Problem to work on:
Render every one of the items below as a numbered list of its lines, leaving out any blank lines.

Contour labeling entries
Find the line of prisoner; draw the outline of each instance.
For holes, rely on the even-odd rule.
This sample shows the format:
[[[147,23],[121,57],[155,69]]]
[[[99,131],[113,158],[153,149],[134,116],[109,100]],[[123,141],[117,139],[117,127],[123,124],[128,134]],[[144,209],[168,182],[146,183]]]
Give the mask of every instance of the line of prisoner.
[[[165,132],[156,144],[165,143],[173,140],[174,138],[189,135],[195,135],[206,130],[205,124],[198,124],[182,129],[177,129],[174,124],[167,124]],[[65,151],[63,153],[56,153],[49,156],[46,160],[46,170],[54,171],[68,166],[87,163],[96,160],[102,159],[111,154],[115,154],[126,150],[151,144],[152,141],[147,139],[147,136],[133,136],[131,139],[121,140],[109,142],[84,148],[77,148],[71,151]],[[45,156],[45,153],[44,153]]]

Full answer:
1. Find the line of prisoner; draw the outline of each instance.
2. For holes, rely on the even-odd rule.
3. This sample shows the format:
4. [[[147,23],[121,57],[155,69]]]
5. [[[99,131],[113,158],[153,149],[134,116],[109,100]],[[123,141],[117,139],[117,127],[123,124],[128,134]],[[144,209],[168,182],[146,183]]]
6. Give the mask of every instance of the line of prisoner.
7. [[[165,132],[156,144],[165,143],[173,140],[174,138],[189,135],[195,135],[206,130],[205,124],[198,124],[182,129],[177,129],[174,124],[167,124]],[[65,151],[63,153],[56,153],[49,156],[46,160],[46,170],[54,171],[68,166],[87,163],[96,160],[102,159],[111,154],[115,154],[126,150],[151,144],[152,141],[147,139],[147,136],[133,136],[131,139],[121,140],[109,142],[84,148],[77,148],[71,151]],[[45,156],[45,153],[44,153]]]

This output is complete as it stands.